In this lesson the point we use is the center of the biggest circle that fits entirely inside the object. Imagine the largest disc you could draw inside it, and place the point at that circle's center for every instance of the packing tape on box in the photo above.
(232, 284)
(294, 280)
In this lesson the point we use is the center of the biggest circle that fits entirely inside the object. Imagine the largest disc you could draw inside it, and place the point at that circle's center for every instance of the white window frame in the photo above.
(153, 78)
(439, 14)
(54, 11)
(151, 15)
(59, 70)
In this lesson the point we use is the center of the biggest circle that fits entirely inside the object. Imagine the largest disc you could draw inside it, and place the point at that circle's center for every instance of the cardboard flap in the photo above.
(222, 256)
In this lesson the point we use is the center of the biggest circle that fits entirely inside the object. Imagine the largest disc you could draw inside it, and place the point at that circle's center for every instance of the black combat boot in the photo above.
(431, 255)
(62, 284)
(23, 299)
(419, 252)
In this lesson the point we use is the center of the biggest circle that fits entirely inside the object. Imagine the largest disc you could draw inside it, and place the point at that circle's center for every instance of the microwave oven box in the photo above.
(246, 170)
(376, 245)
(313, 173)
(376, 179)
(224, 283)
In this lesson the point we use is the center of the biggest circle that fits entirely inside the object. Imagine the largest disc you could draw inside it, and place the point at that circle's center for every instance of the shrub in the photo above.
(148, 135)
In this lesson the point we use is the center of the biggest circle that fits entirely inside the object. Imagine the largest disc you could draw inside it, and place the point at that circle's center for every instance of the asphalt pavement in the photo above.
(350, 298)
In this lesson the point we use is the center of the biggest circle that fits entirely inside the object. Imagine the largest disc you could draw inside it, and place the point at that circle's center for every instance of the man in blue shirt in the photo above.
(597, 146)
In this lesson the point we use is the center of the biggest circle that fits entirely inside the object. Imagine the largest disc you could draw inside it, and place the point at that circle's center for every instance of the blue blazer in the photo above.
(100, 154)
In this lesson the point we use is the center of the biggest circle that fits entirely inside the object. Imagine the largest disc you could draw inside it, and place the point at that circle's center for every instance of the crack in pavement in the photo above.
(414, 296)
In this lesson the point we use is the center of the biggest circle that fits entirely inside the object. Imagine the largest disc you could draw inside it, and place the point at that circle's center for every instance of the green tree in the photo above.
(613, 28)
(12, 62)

——

### Aim of the task:
The answer must consist of all the entries, copied exactly.

### Worked solution:
In this lesson the point we use is the center of the biggest circle that fits entirely inside the object. Imagine the largest disc you could draw inside it, and place the point at that circle's center for every instance of the packing tape on box in the photo above.
(232, 284)
(294, 280)
In this lesson the point we use is the center of the biggest circle that fits entirely inside the object. Imagine the largest disc you could draw inside it, and place the point at that circle's center for every instance of the white window frame in the photo above.
(153, 78)
(439, 14)
(54, 11)
(151, 15)
(59, 70)
In this lesson the point we use is the center of the biggest circle that fits entirely inside the object. Imagine the largest disc you could draw inside it, and place the point at that circle's center for every instance of the cardboard flap in the photo above.
(222, 256)
In this lesson the point we use is the center of the biggest circle that fits entirely inside the object. Imagine the largest disc you could draw inside it, and place the point at that circle's center for every instance of the black combat boot in the photo above.
(431, 255)
(62, 284)
(23, 299)
(419, 252)
In this lesson the point we use is the center of the biggest circle that fits entirely inside the object. Imagine the largest disc you could draw inside it, and place the point at that circle's center for every instance of the microwave oven box in the photo above.
(246, 170)
(376, 245)
(313, 173)
(376, 179)
(224, 283)
In this lesson the point we use is the center of the biggest circle that fits entirely inside the object. Imagine the largest disc you could draw inside it, and place the point at that circle's center for every instance of the shrub in the photo above.
(148, 135)
In this lesson the point we use is the center of the biggest circle that fits entirely inside the object. Imagine the largest disc you could draw inside it, and place the point at that circle's center for every instance of the asphalt pavement in the photo above.
(350, 298)
In this lesson the point we use is the center of the biggest circle that fits entirely inside the object. Imagine the largest disc you could draw inside it, and place the point at that circle's center for every instance of the man in blue shirt in the photo above.
(597, 146)
In this lesson the point we use is the center of the biggest circle that fits entirely inside the object. Imagine the largest disc you could draw inside it, and place the point at that circle's center for every instance of the blue blazer in the photo above.
(100, 154)
In this lesson the point we use is the center of the biggest circle that fits entirely inside the object. Imagine the largest disc you could draw inside it, and place the point at that circle's center for every instance of the crack in pavement in the photo above.
(414, 296)
In this lesson the point we use is the center of the biggest circle that fits entirely inside the object. Imagine the largest disc you could draw inside it, and place the point at that circle's center for every instance of the green tree in the photo above.
(613, 28)
(12, 62)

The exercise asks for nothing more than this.